Text provided
####
We stayed with my brother. They live up on top of a hill (called a “mountain” in California) at the end of a steep and twisty driveway at the end of a steep and twisty road. The view was wonderful. We were all set to watch election returns, had the beer, had the pretzels, but the power went out that day because of the three inches of rain that had fallen the day before and they had to fire up the generator. No lie. And this generator powers their internet substation or whatever it’s called that lets them do computer stuff from home and run approximately 37 laptops and other computer stuff, except all that internet stuff had to be turned off to make the TV run. Also the lights. It was lights or Obama and we all voted Obama. So there we all were with our one beer apiece watching the votes roll in when the real electricity came on and we switched over from the generator except hello, that made Tivo REALLY mad and Tivo wouldn’t work and there was no TV but it looks like Obama won anyway? Even though we weren’t watching? And I got to see the acceptance thing, or hear it anyway, on YouTube and I woke up the next morning and THE SUN WAS SHINING IT’S A SIGN.

And we also stayed with Matthew’s mom in Oregon. I can’t comment on that except to say WE ARE LEAVING TOMORROW HALLELUJAH. And then we go to Portland because I like Portland and I suspect we may live there someday at least in a parallel life or something and wouldn’t it be nice to pick out our house now?
####
Entries
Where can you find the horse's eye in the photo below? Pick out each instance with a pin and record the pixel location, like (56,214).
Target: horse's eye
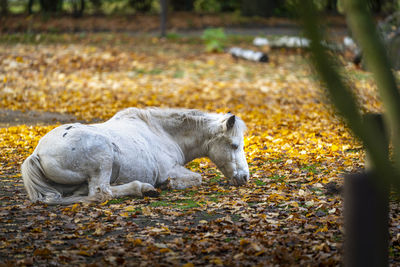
(234,146)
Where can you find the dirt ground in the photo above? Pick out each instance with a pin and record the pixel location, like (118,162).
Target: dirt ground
(15,117)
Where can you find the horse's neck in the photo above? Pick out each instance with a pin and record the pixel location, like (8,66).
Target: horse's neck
(190,134)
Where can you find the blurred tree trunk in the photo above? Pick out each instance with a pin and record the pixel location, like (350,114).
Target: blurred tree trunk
(260,8)
(4,7)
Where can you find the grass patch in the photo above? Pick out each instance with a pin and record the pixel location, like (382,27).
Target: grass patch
(260,182)
(117,200)
(156,204)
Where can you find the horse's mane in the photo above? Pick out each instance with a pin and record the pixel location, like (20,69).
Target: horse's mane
(190,119)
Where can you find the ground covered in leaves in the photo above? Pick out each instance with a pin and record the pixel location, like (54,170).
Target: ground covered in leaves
(289,214)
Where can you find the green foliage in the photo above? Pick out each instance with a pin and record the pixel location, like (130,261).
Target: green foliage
(207,6)
(214,39)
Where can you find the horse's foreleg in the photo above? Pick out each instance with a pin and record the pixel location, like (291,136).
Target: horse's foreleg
(181,178)
(135,188)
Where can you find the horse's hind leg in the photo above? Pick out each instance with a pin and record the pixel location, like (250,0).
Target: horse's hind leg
(181,178)
(135,188)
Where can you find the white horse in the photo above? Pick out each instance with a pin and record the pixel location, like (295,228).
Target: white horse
(131,153)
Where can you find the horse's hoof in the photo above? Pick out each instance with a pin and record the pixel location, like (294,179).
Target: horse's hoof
(151,193)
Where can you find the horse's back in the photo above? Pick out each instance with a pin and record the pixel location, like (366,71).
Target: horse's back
(70,154)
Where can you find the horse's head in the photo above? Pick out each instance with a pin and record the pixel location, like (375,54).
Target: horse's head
(225,149)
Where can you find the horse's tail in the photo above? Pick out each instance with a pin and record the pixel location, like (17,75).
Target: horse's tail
(38,186)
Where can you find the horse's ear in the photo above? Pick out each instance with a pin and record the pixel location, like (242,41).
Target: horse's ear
(230,122)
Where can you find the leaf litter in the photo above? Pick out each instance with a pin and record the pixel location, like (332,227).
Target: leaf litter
(289,214)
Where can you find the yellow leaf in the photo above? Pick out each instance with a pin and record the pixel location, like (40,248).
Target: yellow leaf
(334,148)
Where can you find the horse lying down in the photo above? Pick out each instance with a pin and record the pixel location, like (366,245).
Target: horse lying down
(131,154)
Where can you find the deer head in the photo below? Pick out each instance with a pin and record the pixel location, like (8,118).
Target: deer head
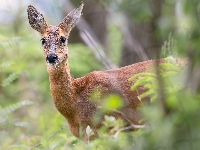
(54,38)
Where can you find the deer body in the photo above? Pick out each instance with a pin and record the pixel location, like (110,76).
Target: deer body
(72,97)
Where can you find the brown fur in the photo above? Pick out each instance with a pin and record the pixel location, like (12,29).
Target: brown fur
(72,97)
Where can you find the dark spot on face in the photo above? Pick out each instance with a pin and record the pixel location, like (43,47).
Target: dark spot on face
(43,41)
(52,59)
(62,40)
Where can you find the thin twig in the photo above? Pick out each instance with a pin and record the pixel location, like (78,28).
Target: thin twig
(50,137)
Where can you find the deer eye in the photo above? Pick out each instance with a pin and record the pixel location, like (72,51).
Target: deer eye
(43,41)
(62,40)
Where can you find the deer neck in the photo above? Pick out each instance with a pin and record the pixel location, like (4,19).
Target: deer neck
(62,90)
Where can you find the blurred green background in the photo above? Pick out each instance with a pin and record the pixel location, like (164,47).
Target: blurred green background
(126,32)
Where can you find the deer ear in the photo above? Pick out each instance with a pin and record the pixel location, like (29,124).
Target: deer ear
(71,19)
(36,19)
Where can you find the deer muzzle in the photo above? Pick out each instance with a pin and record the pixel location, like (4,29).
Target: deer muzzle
(52,59)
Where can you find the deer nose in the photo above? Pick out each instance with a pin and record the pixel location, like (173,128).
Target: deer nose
(51,58)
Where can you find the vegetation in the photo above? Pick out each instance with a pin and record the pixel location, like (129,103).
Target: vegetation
(29,120)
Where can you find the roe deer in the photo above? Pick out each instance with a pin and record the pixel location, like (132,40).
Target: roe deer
(72,96)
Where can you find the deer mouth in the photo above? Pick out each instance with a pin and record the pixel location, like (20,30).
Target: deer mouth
(52,59)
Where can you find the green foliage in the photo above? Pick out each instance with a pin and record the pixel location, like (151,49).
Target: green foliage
(169,72)
(40,126)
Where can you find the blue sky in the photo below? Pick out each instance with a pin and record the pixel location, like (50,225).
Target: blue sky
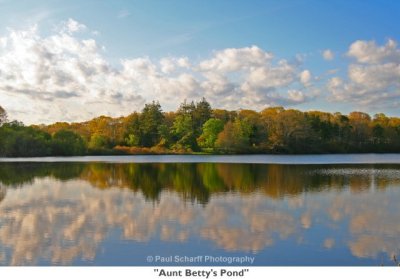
(129,39)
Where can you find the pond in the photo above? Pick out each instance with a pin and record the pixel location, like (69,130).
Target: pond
(340,210)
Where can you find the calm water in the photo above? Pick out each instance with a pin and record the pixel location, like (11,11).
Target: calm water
(102,213)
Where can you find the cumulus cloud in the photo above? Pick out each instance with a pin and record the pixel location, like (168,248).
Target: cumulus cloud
(328,55)
(65,77)
(373,77)
(305,77)
(369,52)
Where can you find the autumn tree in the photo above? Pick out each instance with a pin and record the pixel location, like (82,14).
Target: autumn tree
(211,129)
(3,116)
(150,120)
(67,143)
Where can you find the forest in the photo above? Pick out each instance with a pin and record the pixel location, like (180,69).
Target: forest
(196,128)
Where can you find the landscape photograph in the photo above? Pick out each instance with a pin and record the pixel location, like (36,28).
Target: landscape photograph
(200,133)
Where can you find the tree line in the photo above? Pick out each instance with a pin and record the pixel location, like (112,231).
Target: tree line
(197,182)
(197,128)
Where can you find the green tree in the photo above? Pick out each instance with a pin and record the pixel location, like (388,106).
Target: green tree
(68,143)
(150,120)
(235,136)
(3,116)
(98,141)
(201,113)
(211,129)
(182,131)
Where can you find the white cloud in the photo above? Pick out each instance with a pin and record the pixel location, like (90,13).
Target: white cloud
(123,14)
(373,79)
(72,26)
(234,59)
(369,52)
(305,77)
(66,78)
(328,55)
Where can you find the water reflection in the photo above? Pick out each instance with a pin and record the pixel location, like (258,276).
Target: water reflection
(67,212)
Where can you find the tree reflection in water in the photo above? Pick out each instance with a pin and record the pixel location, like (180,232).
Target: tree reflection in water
(62,212)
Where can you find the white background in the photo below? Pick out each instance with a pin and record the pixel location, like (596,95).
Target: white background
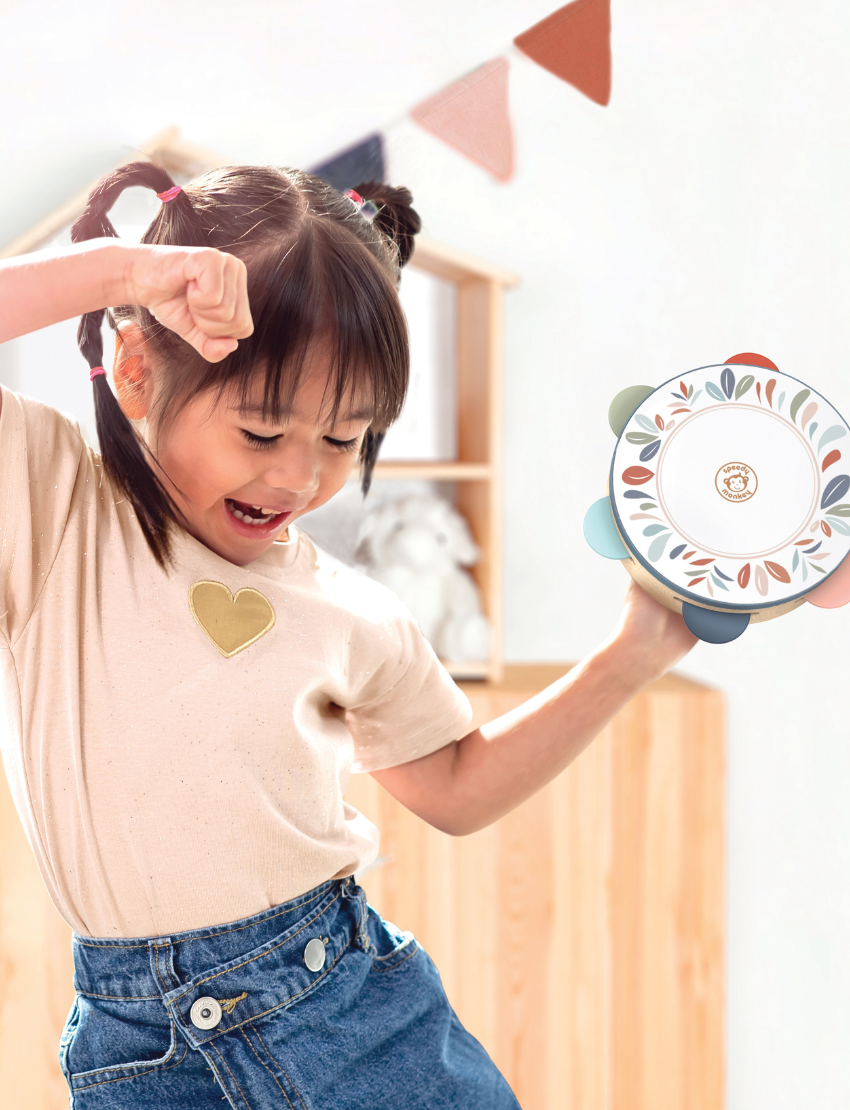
(704,212)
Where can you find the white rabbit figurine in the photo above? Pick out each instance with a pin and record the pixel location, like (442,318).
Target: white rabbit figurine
(417,547)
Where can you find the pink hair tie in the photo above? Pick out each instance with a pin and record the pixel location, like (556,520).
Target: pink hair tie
(170,193)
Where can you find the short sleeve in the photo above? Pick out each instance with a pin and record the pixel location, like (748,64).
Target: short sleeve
(410,705)
(41,455)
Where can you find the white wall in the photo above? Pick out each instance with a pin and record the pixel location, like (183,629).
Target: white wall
(702,213)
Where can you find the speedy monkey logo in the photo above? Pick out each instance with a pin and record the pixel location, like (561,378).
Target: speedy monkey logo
(736,482)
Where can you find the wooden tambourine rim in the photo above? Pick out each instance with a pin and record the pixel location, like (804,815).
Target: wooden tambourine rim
(649,569)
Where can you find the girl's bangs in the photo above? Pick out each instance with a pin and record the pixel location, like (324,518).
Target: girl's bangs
(323,289)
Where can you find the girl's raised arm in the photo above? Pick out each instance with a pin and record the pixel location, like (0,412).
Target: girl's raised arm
(468,784)
(198,292)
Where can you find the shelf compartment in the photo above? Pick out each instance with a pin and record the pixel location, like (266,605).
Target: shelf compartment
(435,472)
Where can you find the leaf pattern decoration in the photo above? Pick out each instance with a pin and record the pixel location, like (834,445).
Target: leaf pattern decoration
(744,385)
(777,572)
(637,475)
(836,490)
(830,435)
(802,395)
(744,576)
(769,391)
(712,391)
(831,457)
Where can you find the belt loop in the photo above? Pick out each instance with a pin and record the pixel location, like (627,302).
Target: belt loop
(162,964)
(355,894)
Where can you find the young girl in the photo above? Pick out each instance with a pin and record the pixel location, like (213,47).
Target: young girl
(189,683)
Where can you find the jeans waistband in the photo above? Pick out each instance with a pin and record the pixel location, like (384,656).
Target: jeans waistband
(251,967)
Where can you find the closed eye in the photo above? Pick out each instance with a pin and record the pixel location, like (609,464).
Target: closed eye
(342,444)
(260,441)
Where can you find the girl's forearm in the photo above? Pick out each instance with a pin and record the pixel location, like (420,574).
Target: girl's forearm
(41,289)
(469,784)
(476,780)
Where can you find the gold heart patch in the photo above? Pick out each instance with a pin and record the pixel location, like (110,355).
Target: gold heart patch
(231,623)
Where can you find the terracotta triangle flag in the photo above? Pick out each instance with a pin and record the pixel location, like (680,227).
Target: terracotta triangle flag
(575,44)
(472,115)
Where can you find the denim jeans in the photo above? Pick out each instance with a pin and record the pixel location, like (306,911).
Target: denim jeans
(314,1005)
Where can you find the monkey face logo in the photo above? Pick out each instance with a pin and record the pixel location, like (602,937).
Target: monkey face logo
(736,482)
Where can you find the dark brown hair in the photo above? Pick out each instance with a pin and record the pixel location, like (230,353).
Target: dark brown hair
(317,269)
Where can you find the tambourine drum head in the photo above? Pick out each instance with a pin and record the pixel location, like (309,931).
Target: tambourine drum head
(730,486)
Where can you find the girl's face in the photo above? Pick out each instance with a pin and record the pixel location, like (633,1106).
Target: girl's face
(241,481)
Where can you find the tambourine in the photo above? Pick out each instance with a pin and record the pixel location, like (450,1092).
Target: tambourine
(728,496)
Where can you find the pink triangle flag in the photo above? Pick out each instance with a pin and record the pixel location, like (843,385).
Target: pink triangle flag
(472,115)
(574,43)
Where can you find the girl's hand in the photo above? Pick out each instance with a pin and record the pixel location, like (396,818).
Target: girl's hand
(651,638)
(199,293)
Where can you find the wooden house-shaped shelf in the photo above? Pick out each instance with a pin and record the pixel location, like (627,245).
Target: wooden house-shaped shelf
(476,472)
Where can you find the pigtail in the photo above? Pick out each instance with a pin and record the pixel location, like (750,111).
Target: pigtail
(398,222)
(395,219)
(125,456)
(368,452)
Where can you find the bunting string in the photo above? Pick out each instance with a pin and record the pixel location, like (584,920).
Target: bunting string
(472,114)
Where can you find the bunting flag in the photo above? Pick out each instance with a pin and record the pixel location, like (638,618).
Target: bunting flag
(354,165)
(472,115)
(574,43)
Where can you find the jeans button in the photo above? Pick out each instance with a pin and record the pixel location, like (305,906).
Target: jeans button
(205,1013)
(314,955)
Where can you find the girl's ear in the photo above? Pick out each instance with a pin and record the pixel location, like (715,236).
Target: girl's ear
(131,371)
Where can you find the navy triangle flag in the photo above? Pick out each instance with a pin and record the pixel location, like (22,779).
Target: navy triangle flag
(354,165)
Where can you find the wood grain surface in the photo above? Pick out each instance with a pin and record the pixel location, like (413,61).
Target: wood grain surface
(579,938)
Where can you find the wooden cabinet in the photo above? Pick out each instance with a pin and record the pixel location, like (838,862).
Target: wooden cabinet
(580,938)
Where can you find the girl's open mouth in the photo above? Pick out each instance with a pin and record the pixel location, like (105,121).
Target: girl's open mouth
(253,517)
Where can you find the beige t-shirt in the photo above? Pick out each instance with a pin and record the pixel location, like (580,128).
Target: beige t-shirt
(165,786)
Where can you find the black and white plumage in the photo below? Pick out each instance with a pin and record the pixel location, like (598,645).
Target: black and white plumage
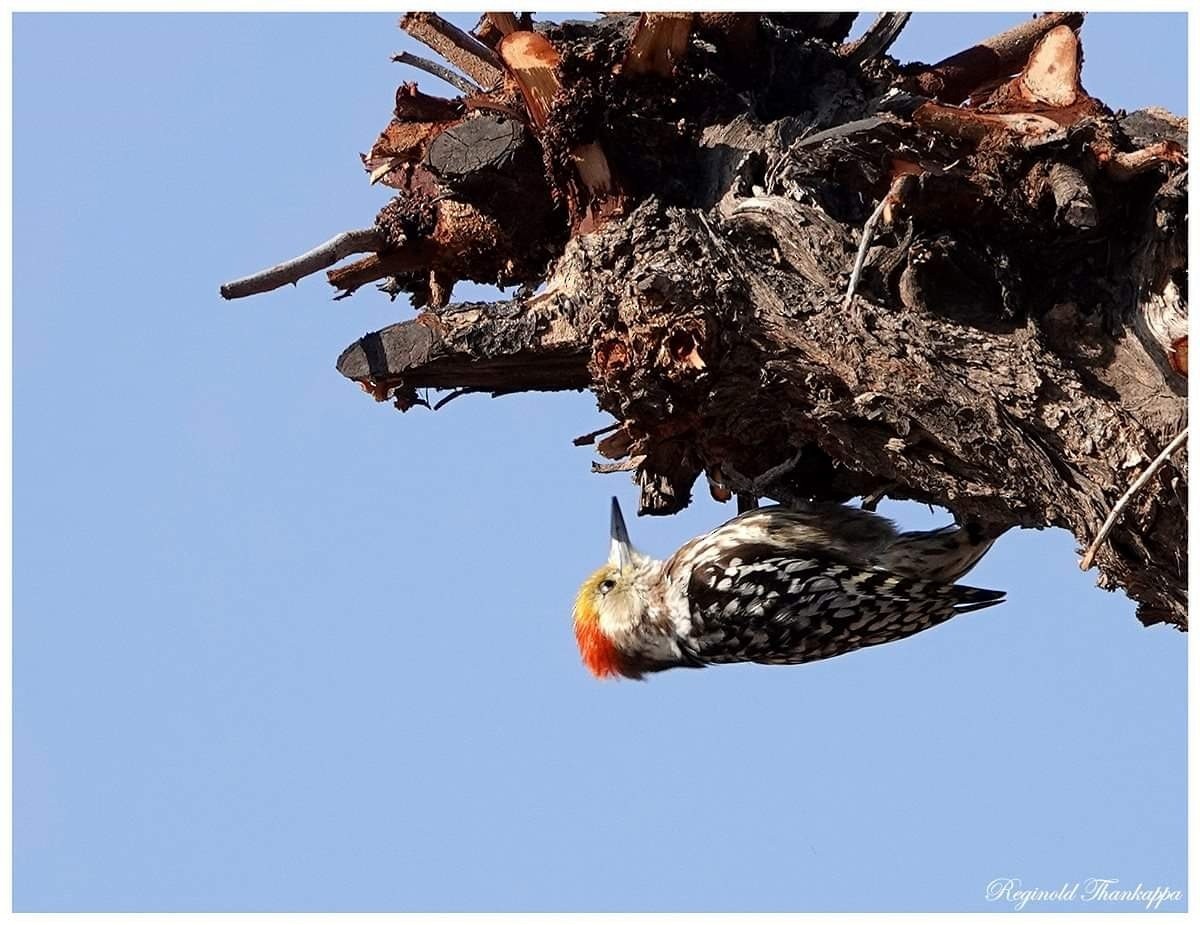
(775,586)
####
What to work on
List every place name that appears in the travel account above.

Answer to the problem
California, Oregon, Portland